— Written problem —
Reproduce the records below exactly, leaving out any pictures.

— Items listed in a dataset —

::::

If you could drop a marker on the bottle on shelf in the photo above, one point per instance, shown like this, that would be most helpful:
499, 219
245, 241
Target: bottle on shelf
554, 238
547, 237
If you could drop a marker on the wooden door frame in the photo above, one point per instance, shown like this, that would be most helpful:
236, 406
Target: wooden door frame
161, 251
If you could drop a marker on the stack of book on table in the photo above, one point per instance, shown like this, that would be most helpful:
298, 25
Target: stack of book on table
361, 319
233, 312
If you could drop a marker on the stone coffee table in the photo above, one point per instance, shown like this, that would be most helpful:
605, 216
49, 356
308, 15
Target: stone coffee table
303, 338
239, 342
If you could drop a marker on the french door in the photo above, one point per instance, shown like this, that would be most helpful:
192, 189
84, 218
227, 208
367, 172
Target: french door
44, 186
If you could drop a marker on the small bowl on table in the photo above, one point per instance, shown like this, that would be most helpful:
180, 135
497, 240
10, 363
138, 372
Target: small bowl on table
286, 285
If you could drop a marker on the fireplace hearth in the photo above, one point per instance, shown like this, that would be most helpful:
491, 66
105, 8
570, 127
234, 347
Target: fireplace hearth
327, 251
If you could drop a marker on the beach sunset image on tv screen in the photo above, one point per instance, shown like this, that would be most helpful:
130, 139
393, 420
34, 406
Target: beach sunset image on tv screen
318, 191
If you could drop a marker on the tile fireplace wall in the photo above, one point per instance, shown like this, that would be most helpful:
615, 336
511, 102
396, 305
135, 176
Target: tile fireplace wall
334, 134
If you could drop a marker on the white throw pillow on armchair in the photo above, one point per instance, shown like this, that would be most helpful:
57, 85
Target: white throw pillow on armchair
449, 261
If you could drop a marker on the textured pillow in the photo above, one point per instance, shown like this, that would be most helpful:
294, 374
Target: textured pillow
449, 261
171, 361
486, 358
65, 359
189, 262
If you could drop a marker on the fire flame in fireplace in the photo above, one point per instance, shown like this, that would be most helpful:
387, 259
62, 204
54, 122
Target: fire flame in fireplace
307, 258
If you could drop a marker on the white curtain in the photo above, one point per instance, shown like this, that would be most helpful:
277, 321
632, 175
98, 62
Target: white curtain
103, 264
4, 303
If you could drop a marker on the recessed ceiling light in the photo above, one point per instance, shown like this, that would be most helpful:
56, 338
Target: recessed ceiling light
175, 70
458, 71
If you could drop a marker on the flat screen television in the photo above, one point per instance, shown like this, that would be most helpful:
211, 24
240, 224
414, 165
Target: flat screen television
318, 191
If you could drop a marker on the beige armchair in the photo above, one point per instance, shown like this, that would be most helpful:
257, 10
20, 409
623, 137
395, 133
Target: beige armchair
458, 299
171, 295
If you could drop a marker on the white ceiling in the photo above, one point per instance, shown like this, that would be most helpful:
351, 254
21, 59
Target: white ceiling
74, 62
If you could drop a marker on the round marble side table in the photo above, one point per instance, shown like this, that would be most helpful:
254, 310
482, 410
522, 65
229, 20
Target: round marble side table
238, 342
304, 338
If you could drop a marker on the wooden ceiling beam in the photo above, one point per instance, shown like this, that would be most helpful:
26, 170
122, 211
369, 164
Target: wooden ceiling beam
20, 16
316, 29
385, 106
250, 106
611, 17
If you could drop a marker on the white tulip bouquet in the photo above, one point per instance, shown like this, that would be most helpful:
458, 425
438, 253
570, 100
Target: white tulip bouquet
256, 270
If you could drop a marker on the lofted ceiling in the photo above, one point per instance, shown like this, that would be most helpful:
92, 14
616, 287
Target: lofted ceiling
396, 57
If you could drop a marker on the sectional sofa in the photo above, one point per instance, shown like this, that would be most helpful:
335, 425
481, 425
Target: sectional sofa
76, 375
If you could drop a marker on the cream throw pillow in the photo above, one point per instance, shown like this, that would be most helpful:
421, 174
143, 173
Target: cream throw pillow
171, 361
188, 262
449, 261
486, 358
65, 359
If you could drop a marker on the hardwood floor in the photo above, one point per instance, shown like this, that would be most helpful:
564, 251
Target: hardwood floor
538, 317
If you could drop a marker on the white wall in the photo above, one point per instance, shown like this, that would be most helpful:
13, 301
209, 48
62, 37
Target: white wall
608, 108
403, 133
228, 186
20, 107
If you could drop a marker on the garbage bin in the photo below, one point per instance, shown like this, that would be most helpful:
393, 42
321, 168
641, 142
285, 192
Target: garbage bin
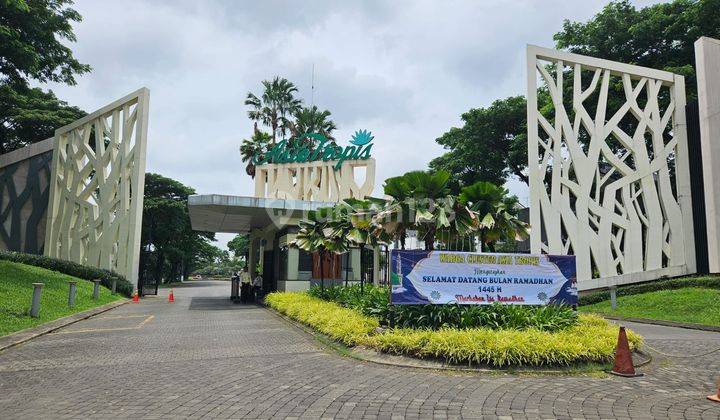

::::

— Output for this task —
If you could drop a marker on the bottle on shelf in the photo above, one point per instance, shown like this, that would be most helpful:
499, 219
245, 241
Target: bottle on shelf
554, 238
547, 237
If you could drop a marker on the wooden door frame in the photo above, one point per instance, shown like this, that would be most helpful:
236, 406
Target: wooden door frame
161, 251
If you could drop a marker on the stack of book on table in the photo above, one point per instance, shown like this, that would be most helpful:
298, 25
Target: stack of book on table
361, 319
233, 312
If you could drop a marker on the stone coffee table in the photo above, one point per instance, shown like this, that would be most helpful:
605, 216
49, 356
308, 15
Target: stone coffee table
303, 338
239, 342
If you could drop a marker on the french door in the photo above, one point per instance, shown like this, that would be most helpful:
192, 189
84, 218
227, 208
367, 172
Target: french door
44, 186
If you could drop a marker on the small bowl on table in the photo above, one point per instance, shown like this, that would be most helpful:
180, 135
497, 240
10, 363
138, 372
Target: small bowl on table
286, 285
If you could drop a marker on the fireplace hearth in the photo above, one point per instance, shown like this, that would be most helpful:
491, 66
105, 8
570, 127
234, 347
Target: fireplace hearth
327, 251
If you could drop a marker on the beach sunset image on tv screen in the photo above, one point per instance, shown like this, that would be most helpful:
130, 139
393, 420
34, 406
Target: beach sunset image on tv screen
318, 191
If you could drop a marker on the tile fireplace wall in the photo above, one point per instance, shown like this, that would be most helpful:
615, 336
511, 102
396, 305
135, 176
Target: tile fireplace wall
334, 134
If you could drop a marker on the white throw pillow on armchair in the photo above, one point per instance, shown like this, that would be most helpful:
57, 85
Target: white throw pillow on armchair
449, 261
If you could drop a marker on the textured pillow in the photo above, one point per instance, shown like this, that would be most helpful:
294, 374
Target: textured pillow
449, 261
171, 361
486, 358
65, 359
189, 262
If you could drop a marker on the fire flame in fireplace in the photo above, one point per instance, shown like this, that would be most helpful:
387, 259
62, 204
54, 122
Target: fire flame in fireplace
307, 258
If you could drop a marker on the white curtain in the photo above, one point per instance, shown like this, that would be most helpful:
277, 321
632, 175
98, 62
Target: white curtain
103, 264
4, 303
If you could drop a marker on the recessed ceiling light in the photo above, one point per instance, shown like this, that would be most helpful:
56, 338
Target: recessed ceiling light
175, 70
458, 71
If you could drop a marker on the flat screen television in the photo above, one point per instance, shown like this, that would be most helpful:
211, 24
240, 224
414, 165
Target: flat screen television
318, 191
If you could drop a marker on the beige armchair in the photo above, one point per instance, shown like this, that would be most helpful:
257, 10
20, 409
623, 137
395, 133
Target: beige armchair
458, 299
171, 295
If you could drop a marker on the white ceiling in the photo above, one point per instance, shown like this, that would be most helpful:
351, 254
21, 59
Target: white ceiling
74, 62
If you could drop a marker on the round marble side table in the photo above, one point per instance, shown like this, that would be most helpful:
254, 310
482, 410
522, 65
229, 20
Target: round marble side table
238, 342
304, 338
If you could drop a marker on the wooden ceiling beam in the photo above, one point per instance, shown like this, that would be most helpful:
26, 170
122, 211
369, 164
Target: wooden ceiling beam
20, 16
316, 29
385, 106
250, 106
611, 17
If you could drop a marker on the white tulip bouquet in the photo above, one point per instance, shown like this, that would be most helpful:
458, 425
438, 253
570, 100
Target: white tulip bouquet
256, 270
If you could drop a marker on the lofted ceiling in the photo above, one point per instance, shown like this, that would be most helpful:
92, 14
616, 287
Target: lofted ceiling
396, 57
If you could drop a marker on the sectional sofa in the photo above, one point per instance, shown like this, that would be most helpful:
335, 425
481, 425
Target: sectional sofa
76, 375
If you could drop a marker on the cream throw pillow in the photo above, one point per instance, shown like this, that would be most helpful:
421, 174
143, 173
Target: cream throw pillow
171, 361
188, 262
449, 261
486, 358
65, 359
If you could drop a marker on the hardwood floor in the photo above, one point per instance, shown like this, that would be most helpful:
564, 251
Target: hardwood floor
538, 317
If you could drop a marker on the white wall in the photo above, one point per instance, shown like this, that would be most helpful:
13, 301
209, 48
62, 37
Target: white wall
608, 108
403, 133
228, 186
20, 107
If you could drop a marker on the garbage bin in the photo below, one point per instance, shown like this, that would be most helpful:
393, 42
321, 168
641, 142
285, 192
Target: garbage bin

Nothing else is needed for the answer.